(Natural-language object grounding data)
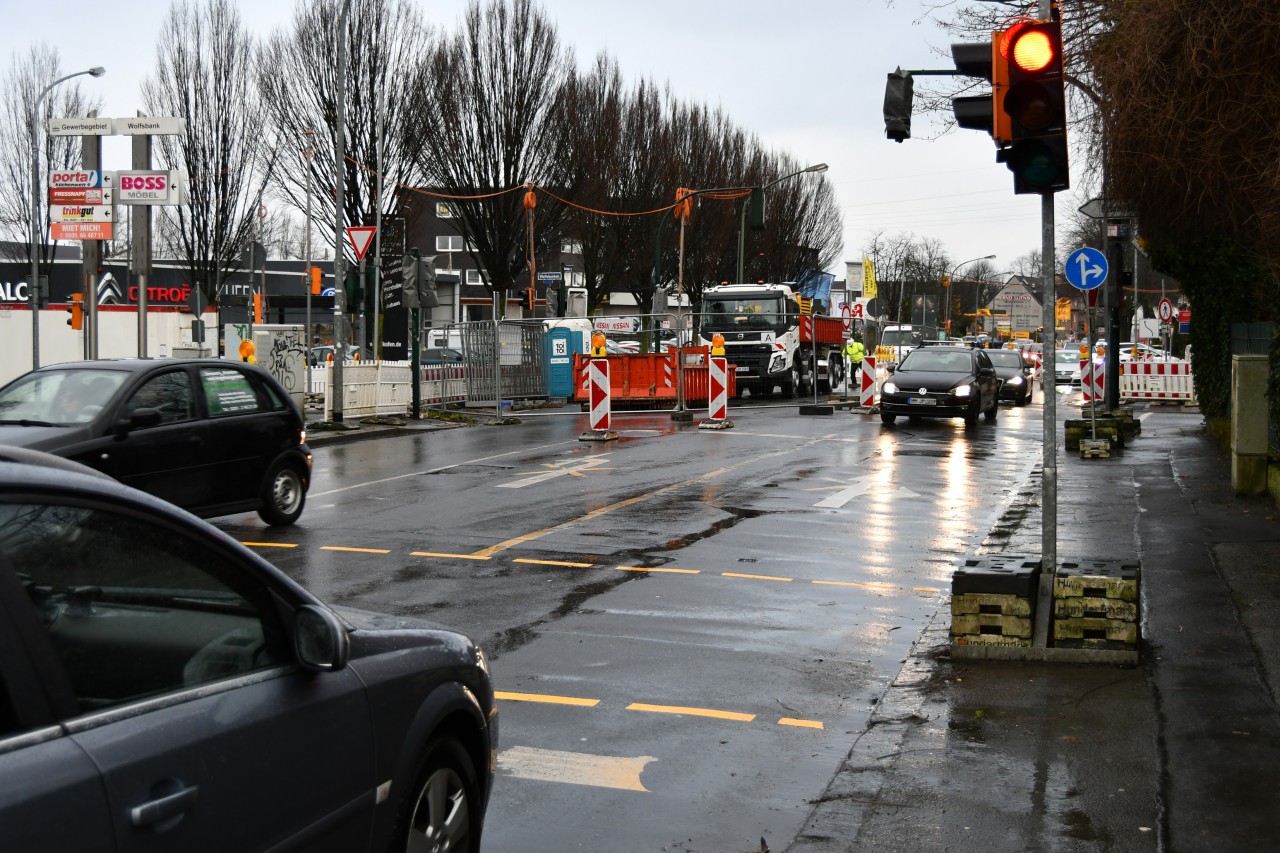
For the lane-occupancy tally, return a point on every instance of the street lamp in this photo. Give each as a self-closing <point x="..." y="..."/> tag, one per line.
<point x="954" y="270"/>
<point x="33" y="286"/>
<point x="741" y="222"/>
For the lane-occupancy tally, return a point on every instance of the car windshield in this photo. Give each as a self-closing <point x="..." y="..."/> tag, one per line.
<point x="59" y="397"/>
<point x="940" y="360"/>
<point x="1005" y="357"/>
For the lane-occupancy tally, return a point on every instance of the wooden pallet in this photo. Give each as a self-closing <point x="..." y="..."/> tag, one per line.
<point x="992" y="624"/>
<point x="991" y="603"/>
<point x="1105" y="629"/>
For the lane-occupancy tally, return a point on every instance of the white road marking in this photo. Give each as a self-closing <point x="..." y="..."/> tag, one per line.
<point x="574" y="767"/>
<point x="856" y="489"/>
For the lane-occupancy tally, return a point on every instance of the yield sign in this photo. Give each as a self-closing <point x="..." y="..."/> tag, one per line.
<point x="361" y="237"/>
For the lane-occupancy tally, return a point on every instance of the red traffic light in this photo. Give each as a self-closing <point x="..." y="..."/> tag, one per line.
<point x="1033" y="50"/>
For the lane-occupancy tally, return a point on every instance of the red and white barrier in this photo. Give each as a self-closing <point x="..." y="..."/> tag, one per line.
<point x="1092" y="381"/>
<point x="867" y="392"/>
<point x="598" y="375"/>
<point x="1160" y="381"/>
<point x="717" y="393"/>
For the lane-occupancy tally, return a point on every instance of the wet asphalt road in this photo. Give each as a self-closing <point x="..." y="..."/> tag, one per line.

=== WHAT IS REQUIRED ===
Write the data above out again exactly, minus its pictures.

=== WRITTEN ANSWER ===
For the lane-occupancy tally, return a point on every instance of the street lamp in this photo. Give each as a self-closing <point x="..." y="..."/> tag, one per line.
<point x="954" y="270"/>
<point x="33" y="286"/>
<point x="741" y="222"/>
For the lane-occupancy tally, return a point on every instance of the car windshield in this photo. Give each as a self-closing <point x="..." y="..."/> tag, one per line.
<point x="59" y="397"/>
<point x="940" y="360"/>
<point x="1005" y="357"/>
For the lane-occupancy tally, return a point on every instance of the wooden pallet in this photo. Give each as a self-closing <point x="..." y="..."/> tag, one per line.
<point x="992" y="624"/>
<point x="991" y="603"/>
<point x="1105" y="629"/>
For the lane-occupancy tally, return a point on every instance of the white road marking in this photo. Give each as a self-closing <point x="..." y="..."/> tag, one per line.
<point x="574" y="767"/>
<point x="856" y="489"/>
For the lane-occupancy tally, return a point on every instance of the yield sign in this photo. Give each as a self-closing <point x="..." y="..."/> tag, one per line.
<point x="361" y="237"/>
For the lane-occupancy tally, return a point on every instance of the red traffic light in this photo. Give each as a self-closing <point x="..." y="..."/> tag, one per line.
<point x="1033" y="50"/>
For the lane-occupancy tally, return a point on every instance of the red and white barrier in this photo. Give each as a self-closing <point x="..." y="..."/> tag, one per line.
<point x="1092" y="381"/>
<point x="867" y="392"/>
<point x="598" y="375"/>
<point x="1160" y="381"/>
<point x="717" y="393"/>
For the lane-occupancy tally, return a point on every instance of the wet asphalt road in this photo. Give each as a self-closing <point x="..." y="..."/> tag, one per line.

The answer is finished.